→ Written request 1
Reproduce the records below line for line, changing nothing.

[Start of Excerpt]

Letters

The challenges of being in the middle of China-Taiwan dispute

Your May 2 editorial, "Taiwan can't be fooled," reminds me of an East Asian saying: "Evening drum and morning bell," which means "a voice sufficient to buck up or wake up people." The article bucks up the spirit of those who were dismayed by the former vice president of Taiwan, who bashed Taiwan's democracy while in Beijing. It can also wake up those who naively believe that the Chinese Kuomintang (KMT) party leader can convince China to remove those hundreds of missiles pointing at Taiwan.

As a communication professor and former journalist brought up in Taiwan, I would like to commend the writer, who is knowledgeable about both Chinese communist propaganda and Taiwanese politics.
Jensen Chung
San Francisco

Your editorial is written through Western eyes and a Western mind-set. It doesn't reflect an understanding of the Asian mind or of Asian culture, tradition, or civilization. It is naive and foolish for Westerners, especially Americans, who have such a short history and a short memory, to claim to have any understanding of a civilization of 4,000 years, where 50 years of communist rule is simply a blip.

[End of Excerpt]

→ Written request 2
In the letters above, which East Asian saying does the first writer say the May 2 editorial brings to mind?

[Start of Extracted material]

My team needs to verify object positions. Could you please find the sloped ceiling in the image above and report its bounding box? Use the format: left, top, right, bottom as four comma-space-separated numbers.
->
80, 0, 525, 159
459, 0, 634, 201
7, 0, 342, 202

[End of Extracted material]

→ Full solution 1
My team needs to verify object positions. Could you please find the sloped ceiling in the image above and report its bounding box? Use the format: left, top, right, bottom as four comma-space-separated numbers.
->
80, 0, 525, 159
459, 0, 634, 201
7, 0, 342, 202

→ Full solution 2
"Evening drum and morning bell."